Exercise goal:
In the forum thread about the fare lawsuit, answer the questions below.
1. Which two members of the "Mag Seven" does the first writer say he has met?
2. To whom did Steve Wiedersberg give a valentine?
3. In the final post, what does the writer say many of them saw problems with?

Extract:
_ _ _
Mike was highly critical of the Mike Foulks labeled "Shen Seven" or "Magnificant Seven" He felt that they were cheating the rest of us by filing the suit. George felt that it should have gone through him first. I could post the quotes, but why bother. We all need to be able to work together. Lets try. Sure we might not always see eye to eye or even like the other. I have met Wolfgang Weiss and Stanley Shen of the Mag Seven. I have met Peter Enger. I even met Mike Foulks years ago when he was a newbie. I was/am able to communicate with all of them with the exception of Mike. He just doesn't realize that spitting venom drives people away. While not everyone can be positive all the time, who wants to meet with someone that bombs his fellow driver with insults.

Some of the previous organizers did some good and some bad. Steve Wiedersberg got a law passed to help protect us. He also gave a former commisioner a valentine. It was a chocolate heart box filled with some kind of foul thing. He made sure it was in the news. It made taxi drivers look like the bad people. I am worried that Mike will make the same impression on the general public someday. Screaming and yelling at city hall doesn't help.

A lawsuit does seem like the proper way to get someones attention. I do not know the answer to this for sure, but can almost guarantee that many lawsuits end up with an out of court settlement. Don Nathan might know the percentage of all suits never reaching a court decided verdict. I would bet that the parties involved in the lawsuit would like nothing better than a review of the rates and to have new fair rates established so we don't end up working day and night for free. Isn't this what everyone wants?

Re: Re: Re: Re: Re: Re: Re: Re: Re: Re: Re: Re: Re: Re: suing to geta FARE deal

Ahmed said, "George felt that it should have gone through him first."

Actually Ahmed, what I said was that I thought it should go through us first. You know that.

George Lutfallah
Chicago Dispatcher

Re: Re: Re: Re: Re: Re: Re: Re: Re: Re: Re: Re: Re: Re: Re: suing to geta FARE deal

I think you're right George with the us being the Dispatcher.

Re: Re: Re: Re: Re: Re: Re: Re: Re: Re: Re: Re: Re: Re: Re: Re: suing to geta FARE deal

I'm not with the Dispatcher but I'm glad I got the chance to get my two cents in about the lawsuit. I'm also thankful to George for putting up this forum to give me and you the chance to say so. No disrespect to Mr. Nathan but a lot of us saw the problems with the way the petition was written. I don't see where you objected to anything at all, even though even to Mr. Nathan it should have been written better. You are critical of Mike Foulks and never say a good word about him and you are always positive to the UTCC and Mr. Nathan's people and are never critical of them. I think there is a lot you aren't telling the rest of us about yourself.
_ _ _
Given data:

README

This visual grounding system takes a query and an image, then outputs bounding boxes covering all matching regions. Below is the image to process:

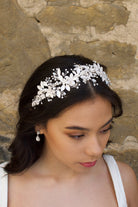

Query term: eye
[69,134,84,139]
[100,125,113,134]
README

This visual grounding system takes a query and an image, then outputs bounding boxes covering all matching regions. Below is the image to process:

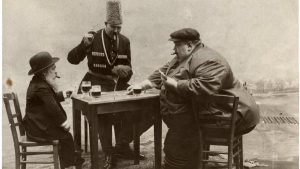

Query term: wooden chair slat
[196,94,243,169]
[2,93,59,169]
[20,151,53,155]
[20,161,54,164]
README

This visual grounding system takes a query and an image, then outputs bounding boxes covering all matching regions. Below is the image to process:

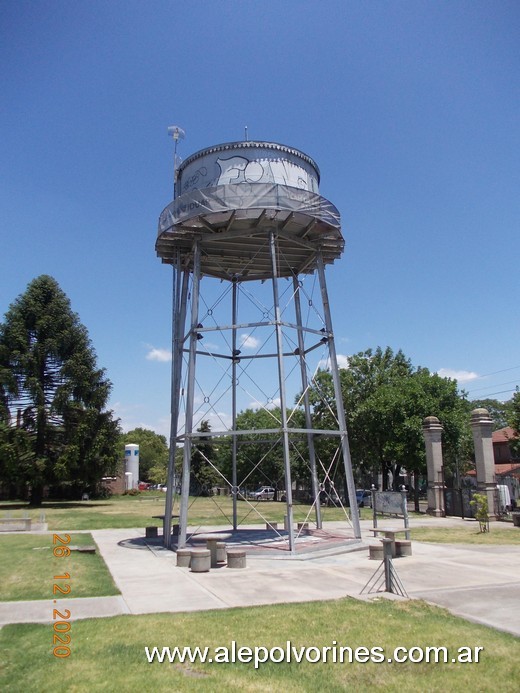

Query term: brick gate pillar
[423,416,446,517]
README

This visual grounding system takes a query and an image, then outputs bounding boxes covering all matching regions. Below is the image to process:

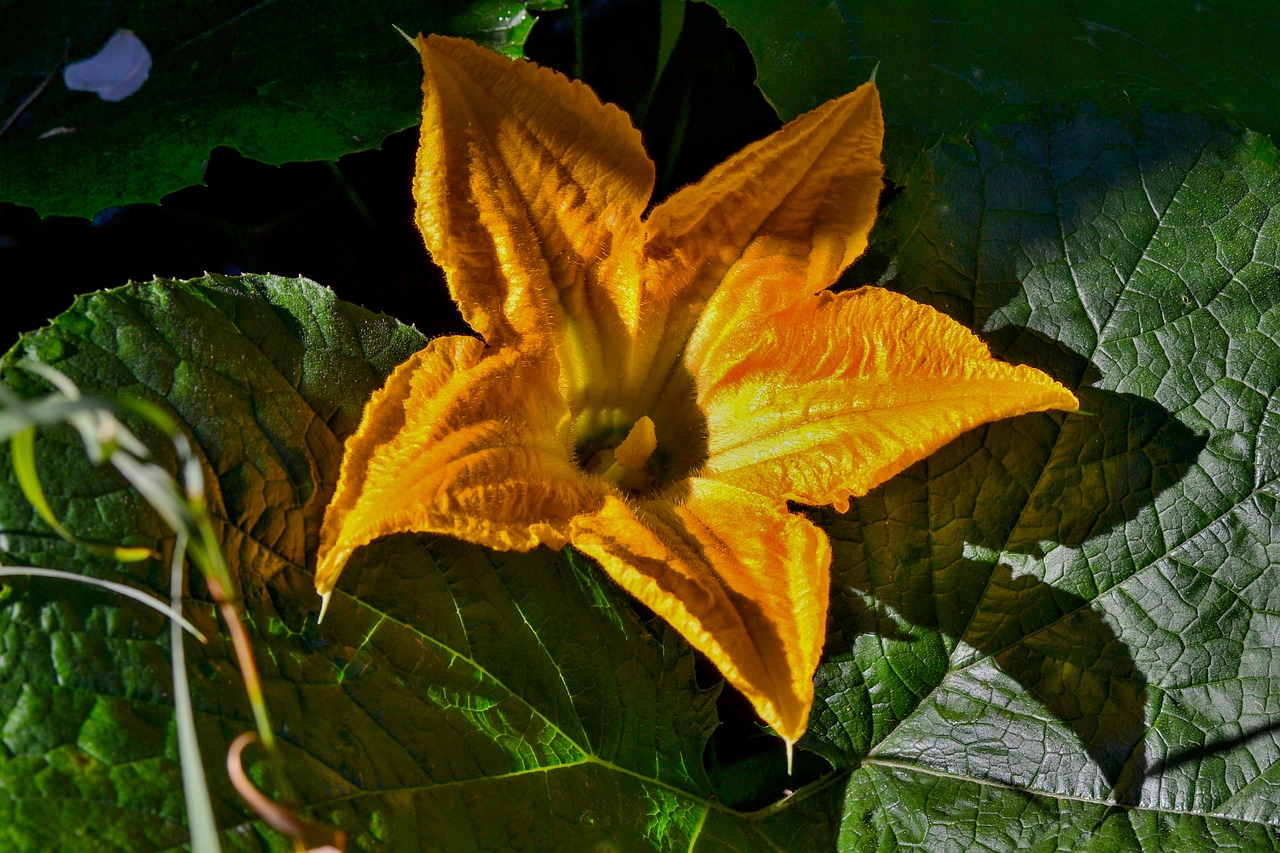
_ _ _
Written response:
1. Wolfgang Weiss and Stanley Shen
2. A former commissioner
3. The way the petition was written